→ Exercise text:
Printed cloth 'Souvenir of the Great War' showing Allied leaders : Mrs A M Fuller

Accession Number REL44868
Collection type Heraldry
Object type Heraldry
Physical description Cotton
Maker Unknown
Place made United Kingdom
Date made c 1914-1917
Conflict First World War, 1914-1918

Printed cotton patriotic cloth. The cloth is surrounded by a pale blue border and headed by the words 'A SOUVENIR OF THE GREAT WAR'. To the left of this heading is an airship, to the right is a biplane. In the centre of the heading is a portrait of Lord Kitchener. On either side and slightly lower are portraits of General French and General Joffre. Below Lord Kitchener is a portrait of Grand Duke Nicholas. A calvary charge is depicted to the left of these portraits while to the right an artillery attack is printed.

In each corner are larger portraits of King George V, the Czar of Russia, the King of Belgium, with a burning town behind him, and President Poincare. Printed clockwise around the cloth are portraits of the King of Servia [Serbia] with a flag behind him, General Botha with a mounted soldier and red ensign on either side, General Smith Dorrien, General D Henderson with an aeroplane behind it, General Allenby, Colonel Sam Hughes with two infantry soldiers and a red ensign on either side, General Leman, Lord Landsdown, Rear Admiral Beatty, Hon. W Churchill and Lord Fisher with an anchor between them, Admiral Jellicoe, General Douglas Haig, Sir Edward Grey and Hon. A Bonar Law with a ship and the flags of Australia and New Zealand behind them, Hon. H H Asquith, Lord Roberts with two soldiers on either side, Maharajah of Behar, Viceroy of India with a red ensign and an elephant on either side and Mikado in front of a Japanese flag.

In the centre of the cloth is a piece of paper with signatures and red seals printed in front of the flags of the United Kingdom, Belgium, France and possibly Imperial Russia. Behind the flags is a sun with the words 'LIBERTY & PEACE' written near the top. At the base of the paper is a lion and a scroll with the words 'OUR WORD IS OUR BOND'. To the left of the flags are French soldiers manning a field gun. To the right is a mounted Indian soldier. Below the centre image is depicted a fleet of warships with aeroplanes flying above them.

→ Your tasks:
(a) On the souvenir cloth, what words appear on the scroll at the base of the paper in the centre?
(b) Carry on the description of the Great War souvenir cloth, picking up after its last sentence.

→ Recorded information:
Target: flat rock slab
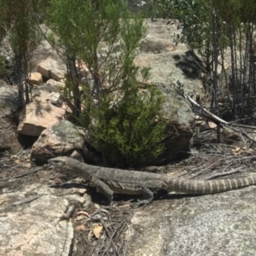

→ Responses for each task:
(a) 'OUR WORD IS OUR BOND'

(b)
History / Summary

This printed souvenir was sent by Private Edward Fuller to his wife, Agatha Mabel Fuller, while he was recovering in London from wounds received at Pozieres in July 1916.

Edward 'Ted' Fuller was born at Warren, NSW in 1885. He married in 1913 and in that year was recorded on the electoral roll as living as 'The Overflow' near Mitchell, Queensland, employed with pastoral duties. He was living at Tambo, working as a stock and station agent, when he enlisted in the AIF at Brisbane on 23 June 1915.

After initial training Fuller was assigned to the 6th Reinforcements to the 25th Battalion, with the service number 2666. The unit left Brisbane for Egypt aboard HMAT A48 Seang Bee on 21 October. Fuller transferred to 3 Platoon, A Company, 9 Battalion at Zeitoun on 4 March 1916. As there was already another man with that service number in the battalion, his service number was amended to 2666A. Three weeks later the battalion moved to France for service on the Western Front.

Fuller was severely wounded during the battalion's first action, at Pozieres, on 23 July, where he received shrapnel wounds to his throat, trachea, and left shoulder. He was evacuated to England on the Hospital Ship Dieppe and transferred to the London War Hospital at Epsom. At the end of September, his wounds had healed sufficiently to allow him to take some leave, although his voice was still hoarse. After training at Perham Downs with the 3rd Training Battalion, Fuller returned to France where he rejoined his battalion on 3 January 1917.

At the end of July Fuller was hospitalised for three weeks, suffering from Trench Fever. He returned to his battalion on 24 August, in time to take part in the Third Battle of Ypres. On 2 October 1917 Fuller, acting as a despatch runner, was killed by concussion from a shell burst on ANZAC (Broodseinde) Ridge. His burial place was lost by the end of the war and his name is commemorated on the Menin Gate Memorial at Ypres.